# Texto seleccionado
++++++
Durante este encierro como nunca han quedado al descubierto las diferencias de criterio sobre los sexos, las clases sociales, la religión, la política y la raza.
Arrinconados en nuestras casas, conectados ininterrumpidamente a los foros de opinión pública de las redes sociales y medios de comunicación, estas diferencias son el pan y el agua de cada día.
La velocidad con la que se genera la realidad y la consumimos nos expone a formular una opinión igual de rápido. Nadie nos obliga –espero– pero se siente como si así fuera.
En la vorágine en la que nos envuelve esta realidad polarizante, se nos ha olvidado que no tenemos que opinar sobre todo tema que se nos pone enfrente, al menos no de inmediato.
No sé si se deba a una necesidad de ser aceptado o reconocido por la colectividad, presión social o simplemente al ocio, pero las divisiones que esto genera son palpables.
En México, el presidente López Obrador viene a la mente como un buen ejemplo de lo que le expongo. Hay de dos sopas: el tabasqueño es un tirano comunista que debe ser eliminado de la faz de la tierra o es Cristo resucitado quien no conoce el error con su buena obra diaria. Uno es "moreno" o "fifi".
++++++
# Ítems extraídos
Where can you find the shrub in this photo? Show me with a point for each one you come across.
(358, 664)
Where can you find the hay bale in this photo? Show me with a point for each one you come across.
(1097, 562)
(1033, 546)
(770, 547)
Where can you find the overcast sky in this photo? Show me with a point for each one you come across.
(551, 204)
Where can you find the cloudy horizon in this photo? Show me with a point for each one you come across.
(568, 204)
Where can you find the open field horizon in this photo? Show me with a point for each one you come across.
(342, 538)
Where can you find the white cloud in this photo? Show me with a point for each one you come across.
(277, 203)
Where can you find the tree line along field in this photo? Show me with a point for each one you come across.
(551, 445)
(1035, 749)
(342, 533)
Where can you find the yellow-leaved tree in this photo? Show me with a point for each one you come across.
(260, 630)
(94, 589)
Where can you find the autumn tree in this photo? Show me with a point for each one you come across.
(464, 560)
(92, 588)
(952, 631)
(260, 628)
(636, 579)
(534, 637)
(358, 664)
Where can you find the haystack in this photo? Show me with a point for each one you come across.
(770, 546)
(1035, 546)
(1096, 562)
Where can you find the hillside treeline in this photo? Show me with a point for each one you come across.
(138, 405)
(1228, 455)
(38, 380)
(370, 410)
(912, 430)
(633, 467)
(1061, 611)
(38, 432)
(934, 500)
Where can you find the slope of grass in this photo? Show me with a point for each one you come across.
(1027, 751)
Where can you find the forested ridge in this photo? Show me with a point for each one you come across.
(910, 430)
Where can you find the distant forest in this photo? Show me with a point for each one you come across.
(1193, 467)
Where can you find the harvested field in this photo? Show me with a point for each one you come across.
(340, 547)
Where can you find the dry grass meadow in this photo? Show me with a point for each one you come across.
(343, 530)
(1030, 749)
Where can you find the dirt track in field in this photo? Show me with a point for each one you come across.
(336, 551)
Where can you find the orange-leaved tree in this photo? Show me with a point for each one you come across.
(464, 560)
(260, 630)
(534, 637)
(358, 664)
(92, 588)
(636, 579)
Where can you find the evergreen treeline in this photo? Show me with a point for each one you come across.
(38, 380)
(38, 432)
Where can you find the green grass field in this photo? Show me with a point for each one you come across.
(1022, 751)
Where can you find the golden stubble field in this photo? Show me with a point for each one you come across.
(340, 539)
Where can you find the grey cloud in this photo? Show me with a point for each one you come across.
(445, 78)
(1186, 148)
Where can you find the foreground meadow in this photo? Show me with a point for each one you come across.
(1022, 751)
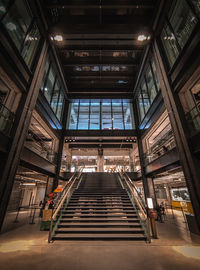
++++++
# Ejercicios
A. Según el texto sobre la polarización durante el encierro, ¿por qué nos vemos expuestos a formular opiniones con rapidez? Conteste en una a tres oraciones.
B. Prolongue el texto sobre la polarización durante el encierro a partir de su última oración.

# Resultados por ejercicio
A. La realidad se genera y se consume a gran velocidad, y eso nos expone a opinar igual de rápido. Nadie nos obliga, pero se siente como si así fuera.

B.
No existen tierras medias, uno debe elegir entre machista o feminista, racista o plural, homófobo o progresista, conservador o socialista.
Debo conceder que no asumir una postura específica puede ser un cheque en blanco para las injusticias de este mundo, pues callar cuando algo no se apega a los valores de democracia y derechos humanos es de alguna manera respaldar a quienes los violan.
Sin embargo, para llegar a la conclusión de que a veces callar es sostener a un status quo que daña a las mayorías se necesita de tiempo e información confiable.
No basta denunciar a los cuatro vientos que alguien es racista o macho. Hay que tener los argumentos para sustentarlo.
Entonces el tiempo para reflexionar y establecer una postura informada se ha vuelto un bien escaso, irónicamente en esta "Era de la Información".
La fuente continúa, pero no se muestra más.